### PROMPT
Convert the lines below into a JSON list of strings with one string per line, skipping any blank lines. Begin at the line that contains "Target: camper van logo", stop after the line that contains "[(379, 201)]", and include nothing outside that range.

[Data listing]
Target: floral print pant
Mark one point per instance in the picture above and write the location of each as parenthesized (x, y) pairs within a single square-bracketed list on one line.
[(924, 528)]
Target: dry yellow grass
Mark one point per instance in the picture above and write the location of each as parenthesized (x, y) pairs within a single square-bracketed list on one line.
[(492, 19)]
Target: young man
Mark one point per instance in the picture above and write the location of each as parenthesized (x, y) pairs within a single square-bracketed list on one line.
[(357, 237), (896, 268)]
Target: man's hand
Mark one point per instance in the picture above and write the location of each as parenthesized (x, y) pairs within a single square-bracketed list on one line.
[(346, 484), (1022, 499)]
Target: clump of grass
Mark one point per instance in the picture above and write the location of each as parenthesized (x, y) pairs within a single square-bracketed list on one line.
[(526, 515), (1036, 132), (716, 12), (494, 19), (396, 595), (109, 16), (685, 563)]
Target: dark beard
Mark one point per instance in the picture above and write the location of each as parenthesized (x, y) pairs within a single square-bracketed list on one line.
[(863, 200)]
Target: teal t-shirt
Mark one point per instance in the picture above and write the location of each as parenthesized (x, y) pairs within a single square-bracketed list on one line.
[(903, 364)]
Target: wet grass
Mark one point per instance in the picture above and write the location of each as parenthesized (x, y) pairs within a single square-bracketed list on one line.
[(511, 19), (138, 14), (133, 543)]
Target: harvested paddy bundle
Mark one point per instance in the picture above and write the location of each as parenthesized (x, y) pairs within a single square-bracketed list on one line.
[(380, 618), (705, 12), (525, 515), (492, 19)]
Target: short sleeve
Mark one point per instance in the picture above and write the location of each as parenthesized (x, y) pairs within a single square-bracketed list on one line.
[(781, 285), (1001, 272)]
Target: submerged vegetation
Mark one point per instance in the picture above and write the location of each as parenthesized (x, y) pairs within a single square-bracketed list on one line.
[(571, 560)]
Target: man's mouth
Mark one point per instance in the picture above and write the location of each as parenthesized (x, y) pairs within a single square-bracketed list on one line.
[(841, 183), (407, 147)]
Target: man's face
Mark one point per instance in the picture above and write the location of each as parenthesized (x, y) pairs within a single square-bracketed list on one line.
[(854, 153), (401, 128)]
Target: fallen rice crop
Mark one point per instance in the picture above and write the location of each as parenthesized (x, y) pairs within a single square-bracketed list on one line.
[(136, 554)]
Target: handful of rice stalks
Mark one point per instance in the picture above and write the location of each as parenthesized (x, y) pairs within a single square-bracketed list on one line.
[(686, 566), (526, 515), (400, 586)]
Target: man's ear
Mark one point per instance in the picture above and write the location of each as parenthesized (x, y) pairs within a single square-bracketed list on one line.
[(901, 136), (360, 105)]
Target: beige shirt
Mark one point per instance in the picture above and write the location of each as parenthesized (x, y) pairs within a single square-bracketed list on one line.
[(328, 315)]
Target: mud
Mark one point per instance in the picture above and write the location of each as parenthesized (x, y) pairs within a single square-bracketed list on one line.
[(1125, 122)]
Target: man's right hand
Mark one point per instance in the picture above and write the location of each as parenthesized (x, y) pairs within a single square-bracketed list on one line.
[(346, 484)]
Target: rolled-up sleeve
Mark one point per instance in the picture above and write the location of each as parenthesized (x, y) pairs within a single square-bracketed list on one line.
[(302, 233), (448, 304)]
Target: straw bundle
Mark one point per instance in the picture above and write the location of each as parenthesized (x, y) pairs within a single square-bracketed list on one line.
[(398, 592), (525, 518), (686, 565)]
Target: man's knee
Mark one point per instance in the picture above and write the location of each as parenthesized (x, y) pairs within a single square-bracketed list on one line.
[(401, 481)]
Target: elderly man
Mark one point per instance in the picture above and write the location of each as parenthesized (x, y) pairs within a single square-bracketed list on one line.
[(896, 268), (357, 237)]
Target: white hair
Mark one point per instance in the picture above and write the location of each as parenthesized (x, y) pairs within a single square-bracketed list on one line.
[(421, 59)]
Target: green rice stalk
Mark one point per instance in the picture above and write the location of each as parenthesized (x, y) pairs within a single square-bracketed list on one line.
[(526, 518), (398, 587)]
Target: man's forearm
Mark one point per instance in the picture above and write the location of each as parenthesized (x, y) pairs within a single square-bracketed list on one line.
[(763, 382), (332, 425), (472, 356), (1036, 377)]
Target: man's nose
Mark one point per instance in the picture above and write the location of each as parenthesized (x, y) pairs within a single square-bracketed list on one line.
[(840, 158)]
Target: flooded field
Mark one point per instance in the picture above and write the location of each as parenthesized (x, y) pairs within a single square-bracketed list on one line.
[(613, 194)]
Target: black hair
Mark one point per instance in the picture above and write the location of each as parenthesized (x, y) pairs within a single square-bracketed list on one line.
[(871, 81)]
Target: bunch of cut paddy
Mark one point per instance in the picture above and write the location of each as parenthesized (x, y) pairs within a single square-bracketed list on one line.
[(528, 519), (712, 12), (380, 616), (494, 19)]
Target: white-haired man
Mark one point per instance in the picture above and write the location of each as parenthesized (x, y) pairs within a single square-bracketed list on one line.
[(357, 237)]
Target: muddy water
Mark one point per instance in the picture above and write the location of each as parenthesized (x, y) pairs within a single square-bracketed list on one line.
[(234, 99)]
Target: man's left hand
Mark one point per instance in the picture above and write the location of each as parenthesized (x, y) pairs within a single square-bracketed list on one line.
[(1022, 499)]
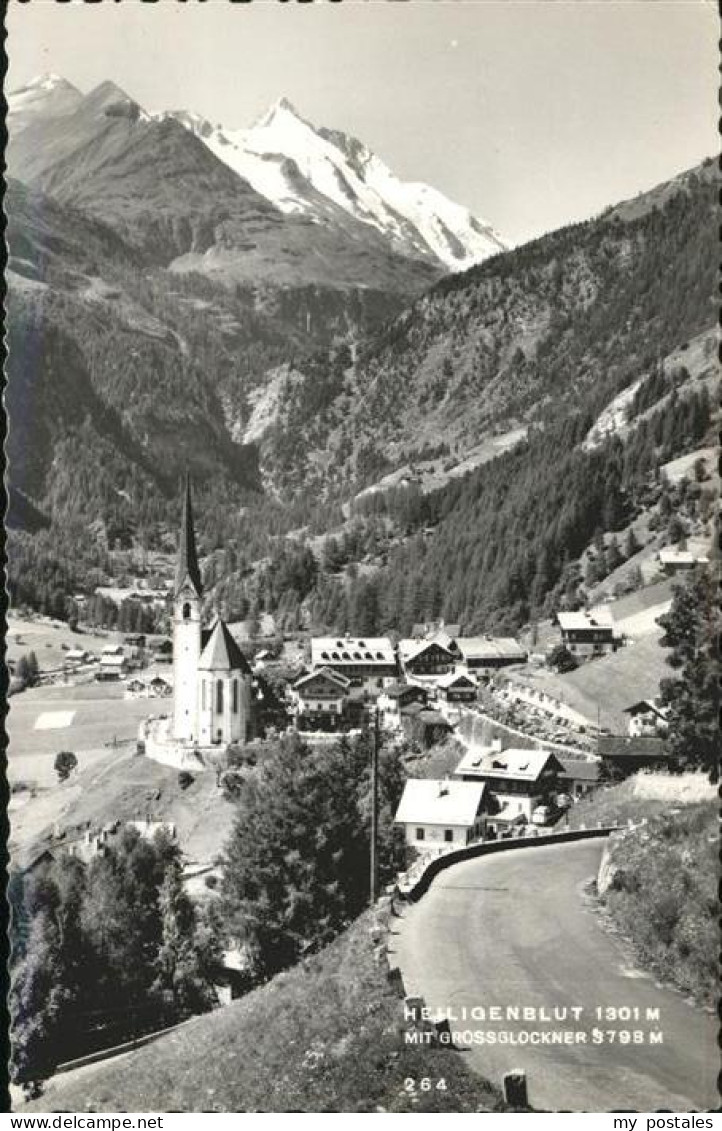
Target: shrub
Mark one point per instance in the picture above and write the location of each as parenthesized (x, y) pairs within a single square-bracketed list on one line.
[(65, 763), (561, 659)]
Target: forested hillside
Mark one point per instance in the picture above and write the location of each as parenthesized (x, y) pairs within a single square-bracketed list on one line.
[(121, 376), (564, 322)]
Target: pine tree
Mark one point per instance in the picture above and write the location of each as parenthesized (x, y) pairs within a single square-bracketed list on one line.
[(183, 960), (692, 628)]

---

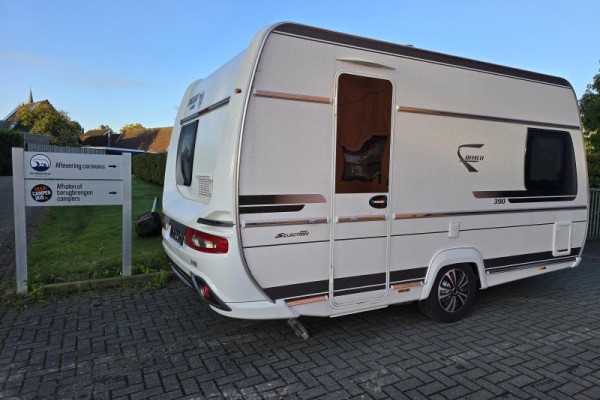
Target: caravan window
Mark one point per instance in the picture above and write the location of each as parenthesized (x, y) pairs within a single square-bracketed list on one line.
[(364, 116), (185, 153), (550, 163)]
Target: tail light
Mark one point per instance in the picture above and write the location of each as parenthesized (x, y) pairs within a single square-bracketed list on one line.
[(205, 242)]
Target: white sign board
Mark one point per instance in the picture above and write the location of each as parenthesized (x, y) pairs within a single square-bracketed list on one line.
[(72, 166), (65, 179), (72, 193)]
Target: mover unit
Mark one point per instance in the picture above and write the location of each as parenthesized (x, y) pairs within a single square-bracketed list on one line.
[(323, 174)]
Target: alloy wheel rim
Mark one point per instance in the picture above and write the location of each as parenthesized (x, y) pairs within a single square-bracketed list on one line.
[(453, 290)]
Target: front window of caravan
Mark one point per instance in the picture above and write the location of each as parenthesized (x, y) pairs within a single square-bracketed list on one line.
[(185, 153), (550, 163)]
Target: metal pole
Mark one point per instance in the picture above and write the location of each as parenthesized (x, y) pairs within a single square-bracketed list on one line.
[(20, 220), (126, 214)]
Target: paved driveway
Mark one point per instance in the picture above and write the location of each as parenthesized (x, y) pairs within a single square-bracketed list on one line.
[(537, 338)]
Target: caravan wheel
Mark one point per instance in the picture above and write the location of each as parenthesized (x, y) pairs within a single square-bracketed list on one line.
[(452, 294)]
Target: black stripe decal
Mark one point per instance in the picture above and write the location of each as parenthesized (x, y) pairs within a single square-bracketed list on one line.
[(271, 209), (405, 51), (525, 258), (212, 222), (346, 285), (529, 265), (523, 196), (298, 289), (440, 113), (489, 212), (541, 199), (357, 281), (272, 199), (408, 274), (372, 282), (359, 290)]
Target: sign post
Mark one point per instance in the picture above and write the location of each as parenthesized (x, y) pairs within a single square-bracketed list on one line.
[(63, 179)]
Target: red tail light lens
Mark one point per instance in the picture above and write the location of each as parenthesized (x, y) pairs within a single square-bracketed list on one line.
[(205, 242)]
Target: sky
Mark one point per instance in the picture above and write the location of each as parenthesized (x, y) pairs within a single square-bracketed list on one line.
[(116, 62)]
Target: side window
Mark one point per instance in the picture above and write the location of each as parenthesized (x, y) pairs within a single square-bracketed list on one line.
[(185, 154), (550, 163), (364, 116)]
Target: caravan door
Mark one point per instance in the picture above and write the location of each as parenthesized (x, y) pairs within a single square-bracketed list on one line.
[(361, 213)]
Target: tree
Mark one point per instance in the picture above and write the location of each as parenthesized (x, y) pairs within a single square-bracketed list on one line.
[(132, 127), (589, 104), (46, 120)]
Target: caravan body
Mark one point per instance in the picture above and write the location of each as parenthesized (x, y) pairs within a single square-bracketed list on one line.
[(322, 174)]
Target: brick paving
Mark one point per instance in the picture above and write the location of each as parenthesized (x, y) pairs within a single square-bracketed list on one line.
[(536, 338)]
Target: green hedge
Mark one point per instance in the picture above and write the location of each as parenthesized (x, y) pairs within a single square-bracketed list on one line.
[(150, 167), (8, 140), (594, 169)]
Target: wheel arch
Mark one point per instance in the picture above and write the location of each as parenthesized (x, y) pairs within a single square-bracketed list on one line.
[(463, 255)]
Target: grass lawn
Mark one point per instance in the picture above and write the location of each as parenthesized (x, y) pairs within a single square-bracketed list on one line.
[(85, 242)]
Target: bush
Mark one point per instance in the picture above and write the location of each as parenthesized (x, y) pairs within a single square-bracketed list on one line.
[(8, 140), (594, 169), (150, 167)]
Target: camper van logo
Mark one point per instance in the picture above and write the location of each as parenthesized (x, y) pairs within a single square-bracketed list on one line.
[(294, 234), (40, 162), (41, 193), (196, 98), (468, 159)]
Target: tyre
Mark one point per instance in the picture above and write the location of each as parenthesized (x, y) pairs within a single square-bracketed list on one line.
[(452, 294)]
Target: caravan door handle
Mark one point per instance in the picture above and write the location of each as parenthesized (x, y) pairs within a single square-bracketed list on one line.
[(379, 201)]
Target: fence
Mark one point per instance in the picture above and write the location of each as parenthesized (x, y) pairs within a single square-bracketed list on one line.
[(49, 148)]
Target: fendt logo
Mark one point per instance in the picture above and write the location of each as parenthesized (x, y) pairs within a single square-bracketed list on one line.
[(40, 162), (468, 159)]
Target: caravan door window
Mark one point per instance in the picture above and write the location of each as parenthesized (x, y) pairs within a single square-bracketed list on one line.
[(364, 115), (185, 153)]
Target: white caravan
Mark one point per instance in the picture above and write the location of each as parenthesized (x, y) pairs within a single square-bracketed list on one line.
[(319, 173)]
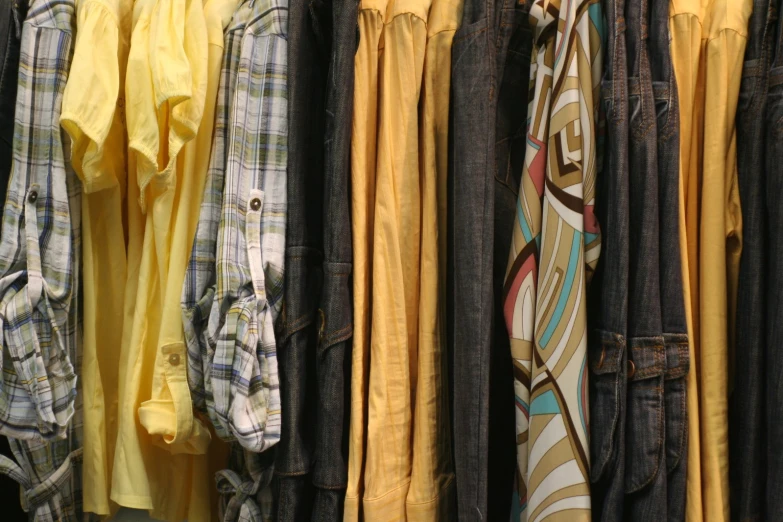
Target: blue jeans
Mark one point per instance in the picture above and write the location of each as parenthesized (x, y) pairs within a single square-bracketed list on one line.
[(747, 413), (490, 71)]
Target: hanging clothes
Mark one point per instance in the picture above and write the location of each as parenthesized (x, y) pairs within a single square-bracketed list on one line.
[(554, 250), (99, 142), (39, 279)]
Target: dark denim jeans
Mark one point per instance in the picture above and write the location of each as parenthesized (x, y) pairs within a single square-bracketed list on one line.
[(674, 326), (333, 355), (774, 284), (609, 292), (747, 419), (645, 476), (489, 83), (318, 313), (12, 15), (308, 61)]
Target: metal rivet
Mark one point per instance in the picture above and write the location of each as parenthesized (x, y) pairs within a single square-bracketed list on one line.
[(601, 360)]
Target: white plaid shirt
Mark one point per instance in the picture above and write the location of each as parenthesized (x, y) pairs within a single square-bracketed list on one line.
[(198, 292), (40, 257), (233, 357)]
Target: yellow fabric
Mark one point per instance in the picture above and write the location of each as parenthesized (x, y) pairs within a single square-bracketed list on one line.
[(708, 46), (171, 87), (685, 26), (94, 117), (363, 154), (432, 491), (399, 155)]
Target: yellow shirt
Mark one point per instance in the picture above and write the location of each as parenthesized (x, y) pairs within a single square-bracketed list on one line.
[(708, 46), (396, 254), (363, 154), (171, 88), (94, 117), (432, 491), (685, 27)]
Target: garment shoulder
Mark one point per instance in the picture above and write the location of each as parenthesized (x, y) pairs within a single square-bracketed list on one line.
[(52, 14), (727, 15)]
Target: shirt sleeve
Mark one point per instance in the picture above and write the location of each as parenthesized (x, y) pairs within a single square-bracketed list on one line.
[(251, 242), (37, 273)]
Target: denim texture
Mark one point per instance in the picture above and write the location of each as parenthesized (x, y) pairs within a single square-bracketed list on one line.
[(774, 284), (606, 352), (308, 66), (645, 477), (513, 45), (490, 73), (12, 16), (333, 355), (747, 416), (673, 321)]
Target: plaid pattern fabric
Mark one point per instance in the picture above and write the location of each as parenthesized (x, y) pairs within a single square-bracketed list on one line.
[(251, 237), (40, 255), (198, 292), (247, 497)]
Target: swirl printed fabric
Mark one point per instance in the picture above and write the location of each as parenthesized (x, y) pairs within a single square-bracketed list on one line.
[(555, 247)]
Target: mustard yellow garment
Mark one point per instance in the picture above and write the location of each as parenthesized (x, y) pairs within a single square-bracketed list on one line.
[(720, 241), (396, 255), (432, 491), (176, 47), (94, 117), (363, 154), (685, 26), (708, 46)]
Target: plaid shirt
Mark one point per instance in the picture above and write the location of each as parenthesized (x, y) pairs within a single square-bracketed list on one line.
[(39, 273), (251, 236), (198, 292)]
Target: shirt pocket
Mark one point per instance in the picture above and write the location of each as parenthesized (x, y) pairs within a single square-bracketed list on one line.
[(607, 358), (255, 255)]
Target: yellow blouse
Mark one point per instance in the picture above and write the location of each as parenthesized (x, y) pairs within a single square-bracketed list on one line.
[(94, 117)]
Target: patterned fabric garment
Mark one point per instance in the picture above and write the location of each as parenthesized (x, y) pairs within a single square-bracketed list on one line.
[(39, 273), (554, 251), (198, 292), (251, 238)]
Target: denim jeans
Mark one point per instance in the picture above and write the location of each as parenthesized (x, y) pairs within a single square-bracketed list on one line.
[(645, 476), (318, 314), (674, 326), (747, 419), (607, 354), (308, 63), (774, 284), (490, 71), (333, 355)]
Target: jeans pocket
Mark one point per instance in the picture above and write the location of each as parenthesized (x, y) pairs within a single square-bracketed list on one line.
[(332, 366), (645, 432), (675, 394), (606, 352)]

--

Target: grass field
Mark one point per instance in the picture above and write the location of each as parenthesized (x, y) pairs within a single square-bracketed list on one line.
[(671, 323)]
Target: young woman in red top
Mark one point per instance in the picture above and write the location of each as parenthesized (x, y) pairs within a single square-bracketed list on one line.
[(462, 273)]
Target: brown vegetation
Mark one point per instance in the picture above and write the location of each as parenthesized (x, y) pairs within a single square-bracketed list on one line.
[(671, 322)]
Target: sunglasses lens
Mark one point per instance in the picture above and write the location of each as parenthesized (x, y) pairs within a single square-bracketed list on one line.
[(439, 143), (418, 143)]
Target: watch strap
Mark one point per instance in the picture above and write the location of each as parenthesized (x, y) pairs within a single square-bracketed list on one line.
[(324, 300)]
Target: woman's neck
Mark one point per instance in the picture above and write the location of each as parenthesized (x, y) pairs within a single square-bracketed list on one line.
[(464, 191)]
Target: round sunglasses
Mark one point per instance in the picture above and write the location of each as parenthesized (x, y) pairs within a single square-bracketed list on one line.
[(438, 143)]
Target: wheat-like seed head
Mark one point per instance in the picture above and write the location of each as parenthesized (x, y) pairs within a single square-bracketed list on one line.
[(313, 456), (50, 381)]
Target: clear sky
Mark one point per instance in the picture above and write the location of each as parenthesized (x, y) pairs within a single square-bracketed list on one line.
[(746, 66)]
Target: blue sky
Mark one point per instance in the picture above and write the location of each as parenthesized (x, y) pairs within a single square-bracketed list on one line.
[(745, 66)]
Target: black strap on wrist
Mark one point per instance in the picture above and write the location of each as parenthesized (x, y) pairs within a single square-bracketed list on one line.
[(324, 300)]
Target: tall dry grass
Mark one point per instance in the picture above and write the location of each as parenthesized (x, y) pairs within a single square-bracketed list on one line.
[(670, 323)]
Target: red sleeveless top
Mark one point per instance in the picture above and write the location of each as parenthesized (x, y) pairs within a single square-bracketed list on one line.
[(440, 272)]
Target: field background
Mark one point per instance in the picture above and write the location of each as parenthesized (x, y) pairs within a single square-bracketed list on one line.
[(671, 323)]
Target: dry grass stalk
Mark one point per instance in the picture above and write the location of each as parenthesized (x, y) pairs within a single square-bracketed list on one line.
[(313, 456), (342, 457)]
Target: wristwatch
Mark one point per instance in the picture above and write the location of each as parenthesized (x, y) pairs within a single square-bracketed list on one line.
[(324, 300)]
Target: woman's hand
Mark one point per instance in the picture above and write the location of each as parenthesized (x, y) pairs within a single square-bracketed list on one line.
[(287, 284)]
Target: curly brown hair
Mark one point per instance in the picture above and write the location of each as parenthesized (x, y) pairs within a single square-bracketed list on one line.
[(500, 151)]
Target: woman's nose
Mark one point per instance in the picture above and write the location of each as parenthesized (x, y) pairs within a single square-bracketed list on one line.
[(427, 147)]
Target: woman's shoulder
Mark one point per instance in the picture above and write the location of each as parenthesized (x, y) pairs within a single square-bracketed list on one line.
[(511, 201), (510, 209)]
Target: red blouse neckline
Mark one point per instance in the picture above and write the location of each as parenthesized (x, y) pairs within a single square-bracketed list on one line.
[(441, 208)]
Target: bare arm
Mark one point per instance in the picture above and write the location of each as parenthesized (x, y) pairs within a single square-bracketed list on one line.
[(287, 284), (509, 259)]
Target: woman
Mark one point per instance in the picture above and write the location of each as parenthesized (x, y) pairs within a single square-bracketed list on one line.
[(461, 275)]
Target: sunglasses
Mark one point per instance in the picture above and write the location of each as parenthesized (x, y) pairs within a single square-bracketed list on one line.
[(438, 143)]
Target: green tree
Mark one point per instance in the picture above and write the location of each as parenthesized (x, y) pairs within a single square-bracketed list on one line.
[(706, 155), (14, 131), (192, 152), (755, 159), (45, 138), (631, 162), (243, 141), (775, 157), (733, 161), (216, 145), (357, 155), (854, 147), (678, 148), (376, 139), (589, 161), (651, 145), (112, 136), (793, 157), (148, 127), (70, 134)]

### SOLUTION TO THIS PROBLEM
[
  "Target: camper van logo",
  "Mark one point per instance in the picture above and write the location of each as parenthesized (x, y) pairs within a single square-bracketed list on one line.",
  "[(294, 234), (40, 162), (41, 193), (196, 98), (468, 159)]",
  "Target: tyre",
  "Mark one point per instance in the picture above and write the location of each as parenthesized (x, y) pairs within a single square-bracketed list on one line.",
  "[(452, 294)]",
  "Target: caravan door handle",
  "Mark one point per instance in the picture above and write the location of each as parenthesized (x, y) pairs within a single square-bracketed list on one line.",
  "[(379, 201)]"
]